Task: Continue the essay on capability, execution, and taste from the point where it ends, keeping its tone and structure.

Can You, Did You, and Taste

Three stages separate ideas from products, and products from things people love.

The first stage is capability.

Can it be done? Can the software be written? Can the company be started? Can the product be built? Can the problem be solved?

These questions matter because capability is the foundation upon which everything else rests. Nothing can be executed, adopted, or admired until it is first plausible.

This is where most people rest comfortably.

The surprising thing about capability is that proving something can be done often provides many of the same emotional rewards as actually doing it. Once someone becomes convinced they could build the company, write the book, get in shape, learn the skill, or launch the product, the pressure largely disappears. Potential becomes a source of comfort.

The entrepreneur enjoys imagining the startup. The author enjoys discussing the book. The engineer enjoys architecting the system. The athlete enjoys knowing they could get serious whenever they decide the time is right. People tend to love their own brains and marvel at what it can achieve. Potential is attractive because it is free from accountability. It cannot fail because it does not yet exist.

Did you actually do it?

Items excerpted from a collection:
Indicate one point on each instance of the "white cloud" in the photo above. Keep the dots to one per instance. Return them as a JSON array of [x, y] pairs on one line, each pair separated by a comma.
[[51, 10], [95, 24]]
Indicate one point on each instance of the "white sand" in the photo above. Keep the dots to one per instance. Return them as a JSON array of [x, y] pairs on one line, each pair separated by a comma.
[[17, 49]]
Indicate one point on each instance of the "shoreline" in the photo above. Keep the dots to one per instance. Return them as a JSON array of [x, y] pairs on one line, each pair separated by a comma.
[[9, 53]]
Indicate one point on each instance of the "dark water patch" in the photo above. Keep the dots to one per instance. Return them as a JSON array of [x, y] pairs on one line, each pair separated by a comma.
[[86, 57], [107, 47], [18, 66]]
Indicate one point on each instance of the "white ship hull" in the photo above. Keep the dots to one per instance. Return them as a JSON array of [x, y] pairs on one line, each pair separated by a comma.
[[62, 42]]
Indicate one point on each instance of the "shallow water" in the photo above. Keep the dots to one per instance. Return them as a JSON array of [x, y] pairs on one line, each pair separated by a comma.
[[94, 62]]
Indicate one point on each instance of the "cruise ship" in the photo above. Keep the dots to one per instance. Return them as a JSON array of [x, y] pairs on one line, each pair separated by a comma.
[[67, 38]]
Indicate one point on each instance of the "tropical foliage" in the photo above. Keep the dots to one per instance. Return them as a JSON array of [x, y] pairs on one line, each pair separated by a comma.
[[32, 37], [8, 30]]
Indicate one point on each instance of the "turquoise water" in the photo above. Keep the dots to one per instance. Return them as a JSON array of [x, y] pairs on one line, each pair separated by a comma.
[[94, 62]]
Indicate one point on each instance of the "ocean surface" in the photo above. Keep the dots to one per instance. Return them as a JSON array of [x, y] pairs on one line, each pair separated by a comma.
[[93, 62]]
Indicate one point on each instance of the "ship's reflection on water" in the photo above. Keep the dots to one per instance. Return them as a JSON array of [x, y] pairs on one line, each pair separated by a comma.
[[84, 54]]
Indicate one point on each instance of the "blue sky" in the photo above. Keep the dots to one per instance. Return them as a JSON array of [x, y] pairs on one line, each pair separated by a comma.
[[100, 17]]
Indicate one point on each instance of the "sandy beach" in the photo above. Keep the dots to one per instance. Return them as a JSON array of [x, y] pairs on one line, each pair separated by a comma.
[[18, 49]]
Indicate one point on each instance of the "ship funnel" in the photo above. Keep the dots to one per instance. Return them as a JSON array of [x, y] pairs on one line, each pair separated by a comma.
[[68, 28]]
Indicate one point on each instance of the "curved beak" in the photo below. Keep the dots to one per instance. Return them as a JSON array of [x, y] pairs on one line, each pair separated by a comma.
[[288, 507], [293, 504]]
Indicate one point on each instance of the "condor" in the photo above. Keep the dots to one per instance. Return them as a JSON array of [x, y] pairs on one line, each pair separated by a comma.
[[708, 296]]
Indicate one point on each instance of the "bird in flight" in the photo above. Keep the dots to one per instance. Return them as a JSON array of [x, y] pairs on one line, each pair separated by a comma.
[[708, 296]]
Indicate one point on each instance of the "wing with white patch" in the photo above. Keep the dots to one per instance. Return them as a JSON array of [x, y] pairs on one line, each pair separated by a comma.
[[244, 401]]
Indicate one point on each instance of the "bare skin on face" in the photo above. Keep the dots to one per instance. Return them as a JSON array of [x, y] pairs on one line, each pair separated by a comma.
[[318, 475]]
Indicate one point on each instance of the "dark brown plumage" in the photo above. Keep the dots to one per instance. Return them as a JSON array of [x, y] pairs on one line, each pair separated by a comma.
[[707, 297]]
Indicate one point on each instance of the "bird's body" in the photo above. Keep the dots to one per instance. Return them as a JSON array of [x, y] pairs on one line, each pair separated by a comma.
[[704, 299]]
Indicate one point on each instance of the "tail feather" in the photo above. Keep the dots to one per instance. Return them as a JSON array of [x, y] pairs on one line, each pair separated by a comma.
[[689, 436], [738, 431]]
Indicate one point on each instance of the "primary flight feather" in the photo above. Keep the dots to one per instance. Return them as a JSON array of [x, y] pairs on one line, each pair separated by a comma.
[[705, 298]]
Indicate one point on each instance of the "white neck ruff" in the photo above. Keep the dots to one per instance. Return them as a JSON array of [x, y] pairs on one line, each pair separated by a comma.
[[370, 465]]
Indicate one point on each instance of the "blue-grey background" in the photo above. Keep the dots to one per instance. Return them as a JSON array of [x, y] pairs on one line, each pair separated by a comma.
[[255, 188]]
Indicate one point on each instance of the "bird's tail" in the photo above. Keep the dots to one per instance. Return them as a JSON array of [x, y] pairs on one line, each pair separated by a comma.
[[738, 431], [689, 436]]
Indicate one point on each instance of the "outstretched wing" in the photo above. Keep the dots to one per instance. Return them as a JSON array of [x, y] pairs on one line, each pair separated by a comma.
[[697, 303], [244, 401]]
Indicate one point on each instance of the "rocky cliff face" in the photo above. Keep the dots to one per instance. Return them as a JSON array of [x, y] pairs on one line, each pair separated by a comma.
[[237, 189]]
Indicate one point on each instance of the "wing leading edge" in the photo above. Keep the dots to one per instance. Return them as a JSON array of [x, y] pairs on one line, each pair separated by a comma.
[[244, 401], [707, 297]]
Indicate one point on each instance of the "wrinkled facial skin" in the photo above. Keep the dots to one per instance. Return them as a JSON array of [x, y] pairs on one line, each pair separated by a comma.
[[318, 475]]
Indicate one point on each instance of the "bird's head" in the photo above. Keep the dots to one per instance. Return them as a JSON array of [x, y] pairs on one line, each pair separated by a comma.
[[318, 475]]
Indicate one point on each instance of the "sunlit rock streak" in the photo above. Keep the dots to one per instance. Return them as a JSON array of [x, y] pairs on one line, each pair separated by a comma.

Reply:
The second stage is execution. It only lives in the past tense. This is where the conversation changes. Ideas become products. Plans become companies. Discussions become outcomes. Concepts become features available for use and critique to the public domain. The world stops evaluating intentions and starts evaluating evidence.

A customer cannot buy potential. A user cannot interact with ambition. An investor cannot generate returns from possibility alone (though they push this rule as much as possible). The market, unlike our friends and colleagues, is remarkably indifferent to what could have happened. It only responds to what did happen.

People who reach this stage deserve significant credit. The distance between an idea and reality is far larger than most people appreciate. Building something that survives contact with the real world is difficult. Something complete, end-to-end. It accomplishes its intend (big or small) and no hand holding or excuses are needed for it to be used properly. Launching is difficult. Selling is difficult. Maintaining momentum is difficult.

Most people never get there. And I am being generous with “most”.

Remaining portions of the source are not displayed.